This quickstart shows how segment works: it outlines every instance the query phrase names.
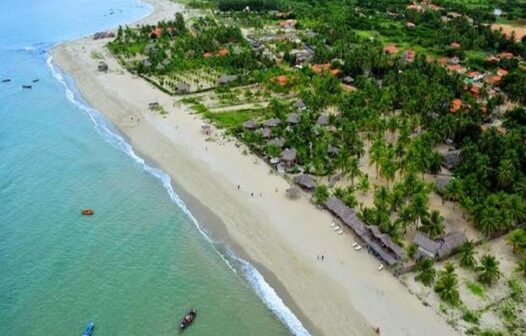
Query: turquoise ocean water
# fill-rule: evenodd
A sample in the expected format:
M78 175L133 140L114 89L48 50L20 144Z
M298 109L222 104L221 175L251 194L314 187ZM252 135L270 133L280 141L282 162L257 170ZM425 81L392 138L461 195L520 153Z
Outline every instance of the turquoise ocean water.
M52 65L51 46L150 10L0 1L0 335L176 335L190 307L188 335L308 335Z

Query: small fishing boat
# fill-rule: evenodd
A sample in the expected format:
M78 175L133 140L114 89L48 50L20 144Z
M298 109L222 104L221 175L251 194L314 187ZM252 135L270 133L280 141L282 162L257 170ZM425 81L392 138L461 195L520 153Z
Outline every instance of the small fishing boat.
M2 79L2 83L9 83L10 81L11 81L11 79L9 79L9 78Z
M31 89L32 86L31 85L22 85L22 89Z
M192 310L186 313L186 315L181 320L181 325L180 325L181 329L188 328L190 324L194 322L196 316L197 316L197 311L192 308Z
M88 323L88 326L82 333L82 336L91 336L91 334L93 334L93 329L95 329L95 324L93 322Z
M93 216L95 214L95 211L91 209L83 209L80 213L84 216Z
M38 83L40 81L40 79L33 79L33 83Z

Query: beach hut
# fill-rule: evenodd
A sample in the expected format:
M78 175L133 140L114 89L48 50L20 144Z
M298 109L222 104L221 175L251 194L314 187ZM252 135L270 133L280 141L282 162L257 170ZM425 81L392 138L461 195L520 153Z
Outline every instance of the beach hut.
M453 177L451 176L439 176L435 181L435 188L439 194L446 190L446 187Z
M300 115L298 113L290 113L287 116L287 124L290 126L296 125L300 122Z
M281 162L286 167L292 167L296 163L296 150L287 148L281 152Z
M270 130L270 128L258 128L256 130L256 132L254 132L258 135L261 135L261 137L263 137L263 139L270 139L272 137L272 131Z
M285 146L285 139L283 138L274 138L267 142L267 145L269 146L277 146L279 148L283 148Z
M208 124L201 125L201 131L206 135L210 135L212 133L212 126Z
M294 182L300 187L308 190L316 188L316 179L310 175L301 174L294 178Z
M217 85L227 85L229 83L235 82L237 79L237 75L221 75L217 79Z
M300 111L307 108L307 104L305 104L305 102L302 99L296 100L295 105L296 105L296 108Z
M466 242L466 234L461 231L453 231L438 239L440 248L437 251L438 258L445 258L462 244Z
M175 84L175 93L189 93L190 92L190 85L179 82Z
M258 127L254 120L248 120L243 123L243 128L246 130L255 130Z
M413 244L418 247L417 259L422 257L435 259L438 249L440 248L439 243L430 239L420 231L417 231L415 237L413 238Z
M345 76L342 78L342 83L351 85L352 83L354 83L354 78L352 78L351 76Z
M108 64L104 61L100 61L97 65L97 69L101 72L107 72L108 71Z
M454 169L460 163L460 150L453 150L442 154L443 165L449 170Z
M298 199L300 197L300 191L294 187L285 190L287 197L290 199Z
M326 115L320 115L318 119L316 120L316 124L319 126L325 126L329 124L329 117Z
M272 128L272 127L278 126L280 123L281 123L281 120L279 120L278 118L271 118L271 119L265 120L263 122L263 126Z

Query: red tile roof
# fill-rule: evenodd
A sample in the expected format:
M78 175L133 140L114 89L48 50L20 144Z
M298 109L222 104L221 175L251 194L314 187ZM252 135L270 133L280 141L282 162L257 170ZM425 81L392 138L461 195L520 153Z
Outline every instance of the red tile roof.
M451 42L451 44L449 45L451 48L453 49L458 49L460 48L460 43L457 43L457 42Z
M502 69L502 68L497 68L497 75L499 75L499 76L506 76L507 74L508 74L508 70Z
M448 71L456 71L456 72L460 72L460 73L466 72L466 68L464 68L460 64L450 64L450 65L447 66L447 69L448 69Z
M217 54L218 54L219 56L226 56L226 55L229 54L229 51L228 51L227 48L221 48L221 49L219 49L219 51L217 52Z
M394 44L389 44L384 47L384 52L393 55L398 52L398 48Z
M153 29L152 32L150 33L150 37L160 38L162 32L163 31L160 27L155 27L155 29Z
M456 98L451 102L449 112L456 113L462 107L462 100Z

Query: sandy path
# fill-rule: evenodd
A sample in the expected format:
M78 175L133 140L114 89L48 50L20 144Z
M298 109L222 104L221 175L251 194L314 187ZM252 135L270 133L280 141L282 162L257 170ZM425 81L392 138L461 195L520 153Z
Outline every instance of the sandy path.
M164 0L149 2L156 13L148 21L173 17L179 9ZM173 97L122 71L105 42L63 44L53 50L54 62L138 152L221 219L237 252L262 271L312 334L370 335L372 326L380 326L382 335L454 334L389 272L378 272L375 258L354 251L349 233L336 235L327 213L305 198L286 199L288 183L269 174L263 162L243 155L233 142L205 141L201 120ZM96 71L92 51L104 55L110 72ZM169 112L165 118L147 109L152 101ZM324 262L316 258L321 254Z

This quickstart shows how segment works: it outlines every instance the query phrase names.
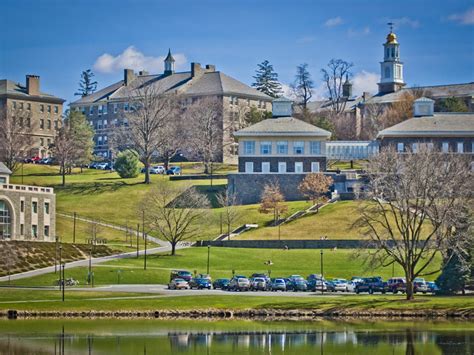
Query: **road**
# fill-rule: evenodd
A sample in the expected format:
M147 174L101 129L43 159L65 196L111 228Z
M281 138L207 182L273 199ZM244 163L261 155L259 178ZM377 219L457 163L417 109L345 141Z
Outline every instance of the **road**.
M184 249L188 248L188 246L177 246L176 249ZM158 254L158 253L166 253L171 251L171 245L168 246L162 246L162 247L157 247L157 248L151 248L147 250L147 255L151 254ZM145 251L141 250L139 252L139 255L144 255ZM136 251L128 252L128 253L122 253L122 254L114 254L114 255L109 255L109 256L104 256L100 258L92 258L91 263L92 265L96 264L101 264L105 263L110 260L115 260L115 259L124 259L124 258L131 258L137 255ZM77 260L77 261L72 261L70 263L66 264L66 269L72 269L74 267L78 266L88 266L89 265L89 259L83 259L83 260ZM10 275L10 280L19 280L19 279L24 279L27 277L32 277L32 276L38 276L38 275L44 275L44 274L49 274L51 272L54 272L54 266L48 266L42 269L36 269L36 270L31 270L31 271L26 271L22 272L19 274L14 274ZM0 282L8 281L8 276L3 276L0 277Z

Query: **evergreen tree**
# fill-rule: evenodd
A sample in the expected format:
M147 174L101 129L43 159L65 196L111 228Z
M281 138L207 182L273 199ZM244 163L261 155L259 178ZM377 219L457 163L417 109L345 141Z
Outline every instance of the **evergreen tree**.
M468 112L466 102L460 97L447 97L435 103L438 112Z
M253 77L255 82L252 84L254 88L270 97L277 98L281 96L281 84L278 81L278 74L273 70L273 65L268 60L258 64L255 72L256 75Z
M138 154L132 150L121 152L115 161L115 170L121 178L129 179L140 174Z
M313 88L314 81L311 79L311 74L308 71L308 64L298 65L292 89L301 108L306 109L309 100L313 97Z
M97 89L97 81L94 81L94 76L94 73L90 69L83 71L81 73L81 81L79 81L79 91L74 95L84 97L95 92Z

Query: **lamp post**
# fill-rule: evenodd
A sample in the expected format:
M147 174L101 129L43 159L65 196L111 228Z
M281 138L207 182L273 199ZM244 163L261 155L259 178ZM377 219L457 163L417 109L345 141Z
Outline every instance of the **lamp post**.
M64 302L64 291L65 291L65 288L66 288L66 278L64 276L64 269L66 268L66 263L64 263L62 265L62 268L63 268L63 276L62 276L63 280L62 280L61 284L63 285L63 302Z
M145 254L143 259L143 270L146 270L146 244L147 244L148 235L145 233Z
M73 219L72 244L76 244L76 212L74 212L74 219Z
M61 276L61 264L62 264L63 246L59 243L59 276Z
M209 275L209 261L211 258L211 246L207 246L207 274Z
M321 293L324 292L324 261L323 261L323 249L321 249Z
M58 272L58 237L56 237L56 247L54 248L54 273Z
M92 286L92 244L89 250L89 285Z
M137 224L137 259L140 251L140 223Z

* _Instructions to follow_:
The data must be printed exactly, image-free.

* _Output of the task_:
This quickstart shows how segment works: it outlines every instance the query phrase names.
Query: turquoise ocean water
# fill-rule: evenodd
A sample in the expected format:
M78 175L133 140L114 89L48 50L20 144Z
M298 109L222 104L221 175L251 194L314 187ZM252 135L270 133L280 141L282 162L257 170ZM425 81L392 138L461 195L520 153Z
Outline every instance of the turquoise ocean water.
M52 65L51 46L150 10L0 1L0 335L176 335L190 307L188 335L308 335Z

Query: small fishing boat
# fill-rule: evenodd
A sample in the expected format:
M78 175L133 140L114 89L48 50L20 144Z
M298 109L222 104L221 175L251 194L314 187ZM252 135L270 133L280 141L282 162L257 170ZM425 81L392 138L461 195L520 153Z
Outline every instance of the small fishing boat.
M2 79L2 83L9 83L10 81L11 81L11 79L9 79L9 78Z
M31 89L32 86L31 85L22 85L22 89Z
M192 310L186 313L186 315L181 320L181 325L180 325L181 329L188 328L190 324L194 322L196 316L197 316L197 311L192 308Z
M88 323L88 326L82 333L82 336L91 336L91 334L93 334L93 329L95 329L95 324L93 322Z
M93 216L95 214L95 211L91 209L83 209L80 213L84 216Z
M38 83L40 81L40 79L33 79L33 83Z

Query: beach hut
# fill-rule: evenodd
A sample in the expected format:
M78 175L133 140L114 89L48 50L20 144Z
M298 109L222 104L221 175L251 194L314 187ZM252 135L270 133L280 141L282 162L257 170ZM425 81L392 138L461 195L520 153Z
Outline every instance of the beach hut.
M453 177L451 176L439 176L435 181L435 188L439 194L446 190L446 187Z
M300 115L298 113L290 113L287 116L287 124L290 126L296 125L300 122Z
M281 162L286 167L292 167L296 163L296 150L287 148L281 152Z
M270 130L270 128L258 128L256 130L256 132L254 132L258 135L261 135L261 137L263 137L263 139L270 139L272 137L272 131Z
M285 146L285 139L283 138L274 138L267 142L267 145L269 146L277 146L279 148L283 148Z
M208 124L201 125L201 131L206 135L210 135L212 133L212 126Z
M294 182L300 187L308 190L316 188L316 179L310 175L301 174L294 178Z
M217 85L227 85L229 83L235 82L237 79L237 75L221 75L217 79Z
M300 111L307 108L307 104L305 104L305 102L302 99L296 100L295 105L296 105L296 108Z
M466 242L466 234L461 231L453 231L438 239L440 248L437 251L438 258L445 258L462 244Z
M175 84L175 93L189 93L190 92L190 85L179 82Z
M258 127L254 120L248 120L243 123L243 128L246 130L255 130Z
M413 244L418 247L417 259L422 257L435 259L438 249L440 248L439 243L430 239L420 231L417 231L415 237L413 238Z
M345 76L342 78L342 83L351 85L352 83L354 83L354 78L352 78L351 76Z
M108 64L104 61L100 61L97 65L97 69L101 72L107 72L108 71Z
M454 169L460 163L460 150L453 150L442 154L443 165L449 170Z
M298 199L300 197L300 191L294 187L285 190L287 197L290 199Z
M326 115L320 115L318 119L316 120L316 124L319 126L325 126L329 124L329 117Z
M272 128L272 127L278 126L280 123L281 123L281 120L279 120L278 118L271 118L271 119L265 120L263 122L263 126Z

Query: red tile roof
# fill-rule: evenodd
A sample in the expected format:
M78 175L133 140L114 89L48 50L20 144Z
M298 109L222 104L221 175L251 194L314 187ZM252 135L270 133L280 141L282 162L257 170ZM425 81L392 138L461 195L520 153Z
Outline every instance of the red tile roof.
M451 42L451 44L449 45L451 48L453 49L458 49L460 48L460 43L457 43L457 42Z
M502 69L502 68L497 68L497 75L499 75L499 76L506 76L507 74L508 74L508 70Z
M448 71L456 71L456 72L460 72L460 73L466 72L466 68L464 68L460 64L450 64L450 65L447 66L447 69L448 69Z
M217 54L218 54L219 56L226 56L226 55L229 54L229 51L228 51L227 48L221 48L221 49L219 49L219 51L217 52Z
M394 44L389 44L384 47L384 52L393 55L398 52L398 48Z
M153 29L152 32L150 33L150 37L160 38L162 32L163 31L160 27L155 27L155 29Z
M456 98L451 102L449 112L456 113L462 107L462 100Z

Query: sandy path
# fill-rule: evenodd
A sample in the expected format:
M78 175L133 140L114 89L48 50L20 144Z
M298 109L222 104L221 175L251 194L314 187ZM252 135L270 133L280 141L282 162L257 170ZM425 81L392 138L461 195L520 153Z
Outline every instance of the sandy path.
M164 0L149 2L156 13L148 21L173 17L179 9ZM173 97L122 71L105 42L63 44L53 50L54 62L138 152L221 219L237 252L262 271L312 334L370 335L372 326L380 326L382 335L454 334L389 272L378 272L375 258L354 251L349 233L336 235L327 213L305 198L286 199L288 183L269 174L263 162L243 155L233 142L205 141L201 120ZM96 71L92 51L104 55L110 72ZM169 112L165 118L147 109L152 101ZM324 262L316 258L321 254Z

This quickstart shows how segment works: it outlines every instance the query phrase names.
Query: **road**
# fill-rule: evenodd
A sample in the expected format:
M147 174L101 129L43 159L65 196L111 228Z
M281 138L207 182L273 199ZM244 163L261 155L259 178ZM377 219L457 163L417 109L345 141Z
Outline every instance of the **road**.
M184 249L188 248L188 246L177 246L176 249ZM158 254L158 253L166 253L171 251L171 245L168 246L162 246L162 247L157 247L157 248L151 248L147 250L147 255L151 254ZM145 251L141 250L139 252L139 255L144 255ZM136 251L128 252L128 253L122 253L122 254L114 254L114 255L109 255L109 256L104 256L100 258L92 258L91 263L92 265L96 264L101 264L105 263L110 260L115 260L115 259L124 259L124 258L131 258L137 255ZM77 260L77 261L72 261L70 263L66 264L66 269L72 269L74 267L78 266L88 266L89 265L89 259L83 259L83 260ZM10 275L10 280L19 280L19 279L24 279L27 277L32 277L32 276L38 276L38 275L44 275L44 274L49 274L51 272L54 272L54 266L48 266L42 269L36 269L36 270L31 270L31 271L26 271L22 272L19 274L14 274ZM0 282L8 281L8 276L3 276L0 277Z

Query: **evergreen tree**
# fill-rule: evenodd
A sample in the expected format:
M147 174L101 129L43 159L65 196L111 228Z
M281 138L207 182L273 199ZM244 163L261 155L259 178ZM377 219L457 163L417 109L345 141Z
Outline every instance of the **evergreen tree**.
M468 112L466 102L460 97L447 97L435 103L438 112Z
M253 77L255 82L252 84L254 88L270 97L277 98L281 96L281 84L278 81L278 74L273 70L273 65L268 60L258 64L255 72L256 75Z
M138 154L132 150L121 152L115 161L115 170L121 178L129 179L140 174Z
M313 88L314 81L311 79L311 74L308 71L308 64L298 65L292 89L301 108L306 109L309 100L313 97Z
M97 89L97 81L94 81L94 76L94 73L90 69L83 71L81 73L81 81L79 81L79 91L74 95L84 97L95 92Z

Query: **lamp post**
# fill-rule: evenodd
A sample in the expected format:
M147 174L101 129L43 159L65 196L111 228Z
M281 138L207 182L273 199ZM244 163L261 155L259 178ZM377 219L457 163L417 109L345 141Z
Outline every instance of the **lamp post**.
M64 302L64 291L65 291L65 288L66 288L66 278L64 276L64 269L66 268L66 263L64 263L62 265L62 268L63 268L63 276L62 276L63 280L62 280L61 284L63 285L63 302Z
M145 254L143 259L143 270L146 270L146 244L147 244L148 235L145 233Z
M73 219L72 244L76 244L76 212L74 212L74 219Z
M61 276L61 264L62 264L63 246L59 243L59 276Z
M209 275L209 261L211 258L211 246L207 246L207 274Z
M321 293L324 292L324 261L323 261L323 249L321 249Z
M58 272L58 237L56 237L56 247L54 248L54 273Z
M92 286L92 244L89 250L89 285Z
M137 224L137 259L140 251L140 223Z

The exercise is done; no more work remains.